** Extrait **
:::::

Favori aux élections de gouverneur malgré un « manque de charisme »
Mais Greg Abbott n’a pas le « charisme » de ses prédécesseurs, il est plutôt une « énigme », estime le mensuel Texas Monthly. « Dans l’ensemble, il s’est plutôt concentré sur ce à quoi il s’oppose : le programme ‘libéral radical’. »

Cette stratégie semble porter ses fruits : le républicain de 63 ans n’a jamais perdu une échéance électorale et est le favori aux élections de gouverneur prévues en novembre, malgré « une voix robotique », selon le site Politico. Avant même de déclarer sa candidature à un troisième mandat à la tête du Texas, en janvier, il avait déjà levé 55 millions de dollars (environ 52 millions d’euros) pour sa campagne – plus que n’importe quel autre candidat texan – en plus du soutien de Donald Trump.

:::::

** Données extraites **
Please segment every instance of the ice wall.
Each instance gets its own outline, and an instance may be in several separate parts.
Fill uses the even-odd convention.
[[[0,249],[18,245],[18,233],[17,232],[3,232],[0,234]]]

:::::

** Objectif **
Répondez à ces questions à partir de l'extrait.
1. Selon le Texas Monthly, qu'est plutôt Greg Abbott, à défaut d'avoir le charisme de ses prédécesseurs ?
2. Quel âge a le républicain ?
3. Quelle somme avait-il déjà levée pour sa campagne avant de déclarer sa candidature ?
La liste n'intervient pas dans ce travail.

** Corrigé **
1. Une « énigme ».
2. 63 ans.
3. 55 millions de dollars, soit environ 52 millions d'euros.